Excerpt to read
┄┄┄┄┄┄

F. Revisions of Brokered Deposit Items
    As mentioned in Section II.E. above, the SMDIA has been increased 
temporarily from $100,000 to $250,000 through year-end 2013. However, 
the data that banks currently report in the Call Report on fully 
insured brokered deposits in Schedule RC-E, Memorandum items 1.c.(1) 
and 1.c.(2), is based on the $100,000 insurance limit (except for 
brokered retirement deposit accounts for which the deposit insurance 
limit was already $250,000). Therefore, in response to the temporary 
increase in the SMDIA, the agencies are proposing to revise the 
reporting of fully insured brokered deposits in Schedule RC-E. 
Furthermore, given the linkage between the deposit insurance limits and 
the Memorandum items on fully insured brokered deposits in Schedule RC-
E, the scope of these items needs to be changed whenever deposit 
insurance limits change. To ensure that the scope of these Memorandum 
items, including the dollar amounts cited in the captions for these 
items, changes automatically as a function of the deposit insurance 
limit in effect on the report date, Memorandum item 1.c, ``Fully 
insured brokered deposits,'' would be footnoted to state that the 
specific dollar amounts used as the basis for reporting fully insured 
brokered deposits in Memorandum items 1.c.(1) and 1.c.(2) reflect the 
deposit insurance limits in effect on the report date. The instructions 
for Memorandum item 1.c would be similarly clarified.\3\
---------------------------------------------------------------------------

    \3\ The proposed linkage of the scope of the Memorandum items on 
fully insured brokered deposits in Schedule RC-E to the deposit 
insurance limits in effect on the report date is consistent with an 
existing linkage between the deposit insurance limits in effect on 
the report date and the Memorandum items in Schedule RC-O, Other 
Data for Deposit Insurance and FICO Assessments, on the amount and 
number of deposit accounts within the insurance limit and in excess 
of the insurance limit.

┄┄┄┄┄┄

Provided material
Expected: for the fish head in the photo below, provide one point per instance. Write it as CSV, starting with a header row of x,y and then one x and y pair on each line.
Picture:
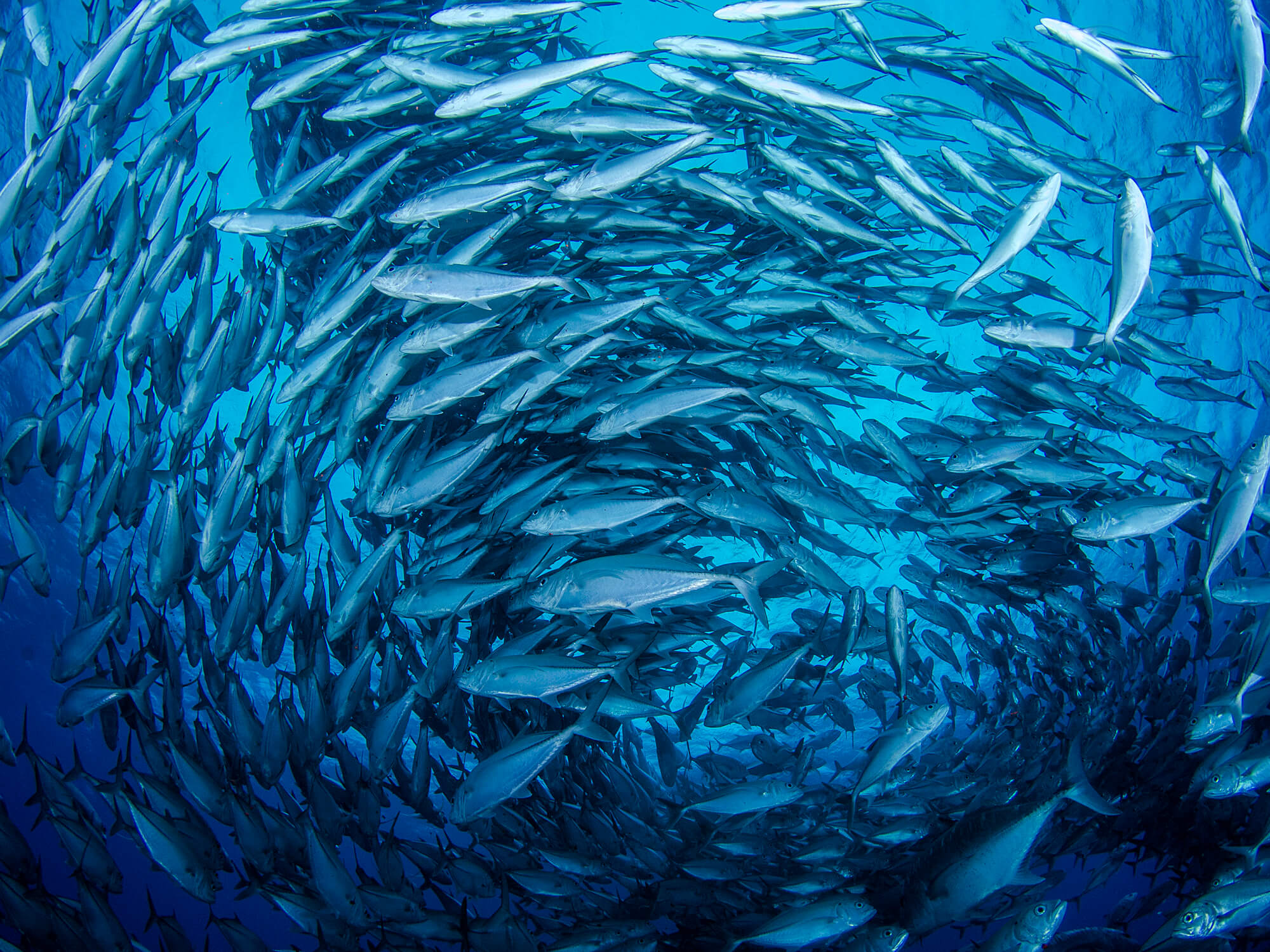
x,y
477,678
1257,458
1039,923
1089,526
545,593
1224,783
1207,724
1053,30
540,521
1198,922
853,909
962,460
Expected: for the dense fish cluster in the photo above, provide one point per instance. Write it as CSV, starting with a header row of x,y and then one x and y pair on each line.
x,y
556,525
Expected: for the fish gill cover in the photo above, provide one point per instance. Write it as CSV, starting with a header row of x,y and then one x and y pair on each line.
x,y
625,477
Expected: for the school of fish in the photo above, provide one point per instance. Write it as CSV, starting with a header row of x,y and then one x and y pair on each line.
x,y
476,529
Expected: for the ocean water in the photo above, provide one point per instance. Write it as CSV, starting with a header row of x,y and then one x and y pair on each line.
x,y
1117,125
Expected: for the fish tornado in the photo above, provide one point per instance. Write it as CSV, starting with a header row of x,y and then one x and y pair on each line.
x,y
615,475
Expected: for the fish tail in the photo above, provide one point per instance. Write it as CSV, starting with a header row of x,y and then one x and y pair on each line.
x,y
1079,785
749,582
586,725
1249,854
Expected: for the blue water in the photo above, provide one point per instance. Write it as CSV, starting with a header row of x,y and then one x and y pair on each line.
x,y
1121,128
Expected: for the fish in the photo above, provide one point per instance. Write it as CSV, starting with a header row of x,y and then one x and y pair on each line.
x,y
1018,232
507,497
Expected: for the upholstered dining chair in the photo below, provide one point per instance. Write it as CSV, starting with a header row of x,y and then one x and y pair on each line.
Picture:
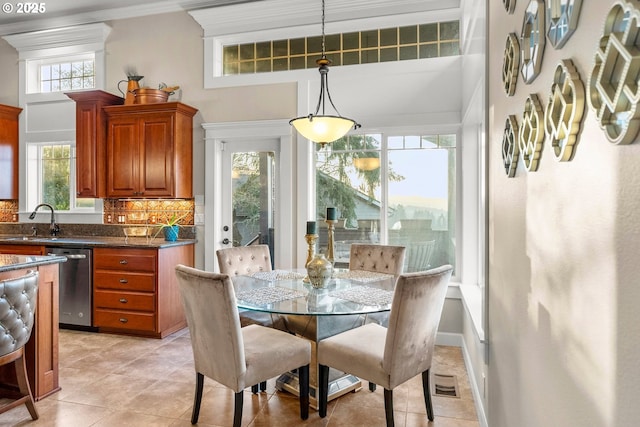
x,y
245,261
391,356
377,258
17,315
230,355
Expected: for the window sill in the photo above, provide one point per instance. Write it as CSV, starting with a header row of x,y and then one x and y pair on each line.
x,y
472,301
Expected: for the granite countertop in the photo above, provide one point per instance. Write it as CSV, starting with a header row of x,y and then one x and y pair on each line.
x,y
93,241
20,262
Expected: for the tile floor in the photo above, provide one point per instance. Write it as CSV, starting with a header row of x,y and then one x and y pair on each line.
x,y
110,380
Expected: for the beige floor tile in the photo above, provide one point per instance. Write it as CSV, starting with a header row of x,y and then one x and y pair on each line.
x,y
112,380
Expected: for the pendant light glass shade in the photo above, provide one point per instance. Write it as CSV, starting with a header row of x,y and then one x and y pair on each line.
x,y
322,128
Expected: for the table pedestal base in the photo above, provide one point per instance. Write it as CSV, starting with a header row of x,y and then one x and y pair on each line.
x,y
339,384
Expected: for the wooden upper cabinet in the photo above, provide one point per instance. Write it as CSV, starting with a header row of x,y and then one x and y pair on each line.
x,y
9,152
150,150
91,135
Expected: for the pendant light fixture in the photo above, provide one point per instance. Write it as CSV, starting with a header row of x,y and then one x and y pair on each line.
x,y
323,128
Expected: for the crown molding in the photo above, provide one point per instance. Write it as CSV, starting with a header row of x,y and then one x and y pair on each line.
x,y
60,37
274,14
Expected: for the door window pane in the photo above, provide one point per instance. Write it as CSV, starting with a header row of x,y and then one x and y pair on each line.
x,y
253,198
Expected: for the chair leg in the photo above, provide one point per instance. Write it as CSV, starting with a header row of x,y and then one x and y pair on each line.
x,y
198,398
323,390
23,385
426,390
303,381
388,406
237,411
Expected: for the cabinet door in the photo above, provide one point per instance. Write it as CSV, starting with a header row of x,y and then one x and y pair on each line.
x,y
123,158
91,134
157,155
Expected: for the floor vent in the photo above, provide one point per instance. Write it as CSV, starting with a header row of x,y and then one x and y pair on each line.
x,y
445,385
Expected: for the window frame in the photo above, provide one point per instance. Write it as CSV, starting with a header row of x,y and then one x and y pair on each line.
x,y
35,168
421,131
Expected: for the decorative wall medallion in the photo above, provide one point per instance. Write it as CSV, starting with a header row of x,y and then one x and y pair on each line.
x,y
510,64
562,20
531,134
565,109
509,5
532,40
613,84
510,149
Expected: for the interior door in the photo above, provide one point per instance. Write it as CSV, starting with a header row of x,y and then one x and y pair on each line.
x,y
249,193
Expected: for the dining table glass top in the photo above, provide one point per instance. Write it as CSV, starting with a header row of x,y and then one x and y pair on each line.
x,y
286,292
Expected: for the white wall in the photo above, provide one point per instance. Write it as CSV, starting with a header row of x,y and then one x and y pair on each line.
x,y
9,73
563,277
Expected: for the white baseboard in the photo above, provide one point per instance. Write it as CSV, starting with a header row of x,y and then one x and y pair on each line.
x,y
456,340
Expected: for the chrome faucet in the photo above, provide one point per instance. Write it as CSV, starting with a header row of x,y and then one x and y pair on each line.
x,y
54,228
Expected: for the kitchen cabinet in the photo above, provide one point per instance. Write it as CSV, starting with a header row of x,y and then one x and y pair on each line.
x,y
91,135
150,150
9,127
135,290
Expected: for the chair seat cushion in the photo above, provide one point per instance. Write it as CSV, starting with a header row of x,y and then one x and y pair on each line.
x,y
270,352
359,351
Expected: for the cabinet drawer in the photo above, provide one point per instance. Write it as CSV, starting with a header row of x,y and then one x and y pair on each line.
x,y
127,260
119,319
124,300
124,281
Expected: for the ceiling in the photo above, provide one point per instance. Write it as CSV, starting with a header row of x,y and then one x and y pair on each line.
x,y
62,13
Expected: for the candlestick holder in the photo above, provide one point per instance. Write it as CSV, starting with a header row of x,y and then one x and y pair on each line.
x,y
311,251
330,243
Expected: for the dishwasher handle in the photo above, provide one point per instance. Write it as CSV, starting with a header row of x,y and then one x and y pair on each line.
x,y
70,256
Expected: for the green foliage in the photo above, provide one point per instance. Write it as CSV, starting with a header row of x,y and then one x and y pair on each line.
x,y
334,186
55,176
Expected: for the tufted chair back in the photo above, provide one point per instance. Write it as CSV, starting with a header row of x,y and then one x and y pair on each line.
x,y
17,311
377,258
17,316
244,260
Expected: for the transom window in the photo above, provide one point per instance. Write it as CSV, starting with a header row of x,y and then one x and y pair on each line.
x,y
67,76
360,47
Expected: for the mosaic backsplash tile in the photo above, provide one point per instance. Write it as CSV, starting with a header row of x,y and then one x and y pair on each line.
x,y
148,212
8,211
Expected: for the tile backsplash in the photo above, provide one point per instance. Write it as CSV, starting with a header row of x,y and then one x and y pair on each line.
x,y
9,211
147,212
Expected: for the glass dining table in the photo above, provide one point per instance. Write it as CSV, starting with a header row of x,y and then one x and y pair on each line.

┄┄┄┄┄┄

Instructions
1 – According to the brokered deposit excerpt, how has the SMDIA been temporarily changed, and until when?
2 – Continue the brokered deposit excerpt from the point where it stops.
The records above are separate material and are not part of the brokered deposit text.

Results in order
1 – It has been temporarily increased from $100,000 to $250,000 through year-end 2013.

2 –
---------------------------------------------------------------------------

    In addition, consistent with the reporting of time deposits in 
other items of Schedule RC-E, brokered deposits would be reported based 
on their balances rather than the denominations in which they were 
issued.
    Accordingly, Memorandum items 1.c.(1) and 1.c.(2) of Schedule RC-E 
and their instructions would be revised as follows:
     Memorandum item 1.c.(1), ``Brokered deposits of less than 
$100,000'': Report in this item brokered deposits with balances of less 
than $100,000. Also report in this item time deposits issued to deposit 
brokers in the form of large ($100,000 or more) certificates of deposit 
that have been participated out by the broker in shares with balances 
of less than $100,000. For brokered deposits that represent retirement 
deposit accounts (as defined in Schedule RC-O, Memorandum item 1) 
eligible for $250,000 in deposit insurance coverage, report such 
brokered deposits in this item only if their balances are less than 
$100,000.
     Memorandum item 1.c.(2), ``Brokered deposits of $100,000 
through $250,000 and certain brokered retirement deposit accounts'': 
Report in this item brokered deposits (including brokered retirement 
deposit accounts) with balances of $100,000 through

[[Page 41979]]

$250,000. Also report in this item brokered deposits that represent 
retirement deposit accounts (as defined in Schedule RC-O, Memorandum 
item 1) eligible for $250,000 in deposit insurance coverage that have 
been issued by the bank in denominations of more than $250,000 that 
have been participated out by the broker in shares of $100,000 through 
exactly $250,000.
    The proposed revisions to Schedule RC-E, Memorandum items 1.c.(1) 
and 1.c.(2), that relate to the temporary increase in the SMDIA would 
remain in effect during this increase, after which the dollar amounts 
used as the basis for reporting fully insured brokered deposits in 
these items would revert to the amounts in effect prior to the 
temporary increase.
    The agencies are not proposing to revise the existing requirements 
for the reporting of maturity data on brokered deposits in Memorandum 
items 1.d.(1) and 1.d.(2) of Schedule RC-E.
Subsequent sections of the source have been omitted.